======== LEESTEKST ========

De vraag is allesbehalve retorisch. Zij raakt aan eeuwen schilderkunst, maar ook aan de hedendaagse cultuur van zichtbaarheid, macht en moraal. Huismans werk is niet anekdotisch of provocerend. Zijn tekeningen en schilderijen van naakten — doorgaans gebaseerd op observatie van bewegende modellen — tonen eerder een proces dan een conclusie. Het lichaam is daarin niet het antwoord, maar het terrein van onderzoek. Wat in Velp op scherp werd gesteld, vindt in de huidige serie voor de IJsselbiënnale een nieuwe vorm: niet langer staat de fysieke nabijheid tussen schilder en model centraal, maar juist de afstand, de digitale bemiddeling, de eenzijdige blik.

II. De webcam als werkelijkheid

Het schilderij dat Huisman nu toont in het nevenprogramma van de IJsselbiënnale is gebaseerd op screenshots van vrouwen in webcam-sessies. In het schilderproces worden ze ontdaan van hun directe context en her-vertaald naar meer bedachte beeldmiddelen. Wat overblijft is een geconstrueerde vorm van lichamelijke aanwezigheid: zichtbaar, maar niet benaderbaar; geladen, maar niet expliciet, alhoewel …

Deze werkwijze wijkt nadrukkelijk af van zijn gebruikelijke praktijk sinds begin jaren tachtig. Waar de dialoog met een fysiek aanwezig dansend/bewegende vrouw centraal stond — een gedeeld proces van tijd, adem, beweging — is er nu enkel een bevroren moment. Geen contact, geen communicatie, slechts het residu van een beeld. Het lichaam is hier niet langer bron van waarneming, maar onderwerp van registratie. De blik is niet gedeeld, maar asymmetrisch.

De schilder stelt zich de vraag: Wat blijft er over van lichamelijkheid wanneer nabijheid ontbreekt? Of preciezer: hoe verschijnt het lichaam wanneer het alleen nog als visuele mogelijkheid bestaat — als iets dat gezien mag worden, maar nooit terugkijkt?

III. Representatie en werkelijkheid – tussen zelfpresentatie en uitbuiting

De vrouwen die in webcam-omgevingen verschijnen, lijken de regie te hebben over hun beeld. Ze kiezen poses, controleren de camera, beheren betalingen. Binnen de logica van de markt is er sprake van een vorm van autonomie: zij bepalen hoe ze zich tonen, waarvoor, en aan wie. Maar deze autonomie is niet vrij van context. De economische afhankelijkheid, de herhaling van visuele scripts, het performativiteit van verlangen — al deze elementen plaatsen vraagtekens bij de grenzen tussen zelfbeschikking en exploitatie.

========

◆ OPDRACHT A ◆
Waarop is volgens de leestekst het schilderij gebaseerd dat Huisman toont in het nevenprogramma van de IJsselbiënnale?
◆ OPDRACHT B ◆
Geef bij elke bewering aan of die overeenkomt met de leestekst, en citeer de woorden uit de leestekst die dat bepalen.
(i) Huismans werk is anekdotisch en provocerend.
(ii) De nieuwe werkwijze wijkt af van Huismans gebruikelijke praktijk sinds begin jaren tachtig.
(iii) De vrouwen in webcam-omgevingen kiezen hun poses en beheren de betalingen.
◆ OPDRACHT C ◆
Neem uit de leestekst alles van "III. Representatie en" tot en met "zelfbeschikking en exploitatie." over, en hernoem daarbij "autonomie" tot "zelfstandigheid".
De gegevens hieronder spelen bij de leestekst geen enkele rol.

======== TE ANALYSEREN GEGEVENS ========

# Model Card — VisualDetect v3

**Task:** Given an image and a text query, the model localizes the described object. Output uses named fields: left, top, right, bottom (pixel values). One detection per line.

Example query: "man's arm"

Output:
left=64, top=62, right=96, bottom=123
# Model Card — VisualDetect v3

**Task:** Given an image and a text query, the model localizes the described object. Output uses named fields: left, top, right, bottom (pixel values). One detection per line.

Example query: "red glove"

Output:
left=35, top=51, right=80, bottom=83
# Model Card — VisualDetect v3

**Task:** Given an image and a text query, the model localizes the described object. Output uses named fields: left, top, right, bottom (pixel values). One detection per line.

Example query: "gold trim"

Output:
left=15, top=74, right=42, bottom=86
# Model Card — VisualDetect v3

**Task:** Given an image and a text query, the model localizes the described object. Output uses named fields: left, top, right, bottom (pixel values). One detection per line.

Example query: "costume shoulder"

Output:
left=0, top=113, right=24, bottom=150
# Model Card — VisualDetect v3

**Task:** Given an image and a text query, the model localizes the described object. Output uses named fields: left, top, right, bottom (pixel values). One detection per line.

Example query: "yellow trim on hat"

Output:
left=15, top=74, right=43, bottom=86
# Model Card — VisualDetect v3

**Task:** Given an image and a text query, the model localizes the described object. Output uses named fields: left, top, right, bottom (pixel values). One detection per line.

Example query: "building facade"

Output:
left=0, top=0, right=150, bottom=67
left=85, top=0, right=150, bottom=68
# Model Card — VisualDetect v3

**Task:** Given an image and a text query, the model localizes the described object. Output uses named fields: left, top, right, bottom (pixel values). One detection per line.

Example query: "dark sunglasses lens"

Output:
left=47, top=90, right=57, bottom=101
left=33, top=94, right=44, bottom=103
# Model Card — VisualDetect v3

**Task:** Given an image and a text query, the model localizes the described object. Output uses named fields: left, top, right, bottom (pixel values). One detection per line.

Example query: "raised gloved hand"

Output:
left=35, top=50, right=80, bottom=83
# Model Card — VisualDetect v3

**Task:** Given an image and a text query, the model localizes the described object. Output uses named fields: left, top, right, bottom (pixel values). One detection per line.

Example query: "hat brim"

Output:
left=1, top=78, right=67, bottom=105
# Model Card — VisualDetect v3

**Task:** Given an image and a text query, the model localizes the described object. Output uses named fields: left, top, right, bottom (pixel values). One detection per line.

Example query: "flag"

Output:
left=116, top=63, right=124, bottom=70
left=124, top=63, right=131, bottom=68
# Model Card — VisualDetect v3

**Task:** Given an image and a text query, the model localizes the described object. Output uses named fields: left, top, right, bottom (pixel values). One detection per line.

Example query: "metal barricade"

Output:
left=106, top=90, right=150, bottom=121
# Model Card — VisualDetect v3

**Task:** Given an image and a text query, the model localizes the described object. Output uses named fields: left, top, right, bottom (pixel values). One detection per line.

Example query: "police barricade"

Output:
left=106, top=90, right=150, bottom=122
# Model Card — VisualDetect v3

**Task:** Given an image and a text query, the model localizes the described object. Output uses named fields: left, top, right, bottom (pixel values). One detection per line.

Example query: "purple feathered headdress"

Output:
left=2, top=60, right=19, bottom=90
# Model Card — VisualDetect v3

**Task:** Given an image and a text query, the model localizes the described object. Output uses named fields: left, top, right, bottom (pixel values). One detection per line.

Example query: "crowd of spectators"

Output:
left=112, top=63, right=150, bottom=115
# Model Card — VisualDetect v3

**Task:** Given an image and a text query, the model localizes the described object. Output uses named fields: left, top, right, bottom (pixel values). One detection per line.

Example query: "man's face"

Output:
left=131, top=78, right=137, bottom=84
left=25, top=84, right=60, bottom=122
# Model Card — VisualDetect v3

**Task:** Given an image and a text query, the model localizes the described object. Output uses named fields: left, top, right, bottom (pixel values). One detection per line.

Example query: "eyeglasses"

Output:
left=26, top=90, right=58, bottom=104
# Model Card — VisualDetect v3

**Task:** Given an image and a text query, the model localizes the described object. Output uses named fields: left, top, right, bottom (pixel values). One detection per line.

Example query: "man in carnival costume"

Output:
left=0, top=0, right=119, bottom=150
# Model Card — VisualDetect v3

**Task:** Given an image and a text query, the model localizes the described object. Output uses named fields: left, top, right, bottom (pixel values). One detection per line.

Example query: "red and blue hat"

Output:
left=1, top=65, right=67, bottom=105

========

◆ OPLOSSING A ◆
Op screenshots van vrouwen in webcam-sessies.

◆ OPLOSSING B ◆
(i) Nee: "Huismans werk is niet anekdotisch of provocerend."
(ii) Ja: "Deze werkwijze wijkt nadrukkelijk af van zijn gebruikelijke praktijk sinds begin jaren tachtig."
(iii) Ja: "Ze kiezen poses, controleren de camera, beheren betalingen."

◆ OPLOSSING C ◆
III. Representatie en werkelijkheid – tussen zelfpresentatie en uitbuiting

De vrouwen die in webcam-omgevingen verschijnen, lijken de regie te hebben over hun beeld. Ze kiezen poses, controleren de camera, beheren betalingen. Binnen de logica van de markt is er sprake van een vorm van zelfstandigheid: zij bepalen hoe ze zich tonen, waarvoor, en aan wie. Maar deze zelfstandigheid is niet vrij van context. De economische afhankelijkheid, de herhaling van visuele scripts, het performativiteit van verlangen — al deze elementen plaatsen vraagtekens bij de grenzen tussen zelfbeschikking en exploitatie.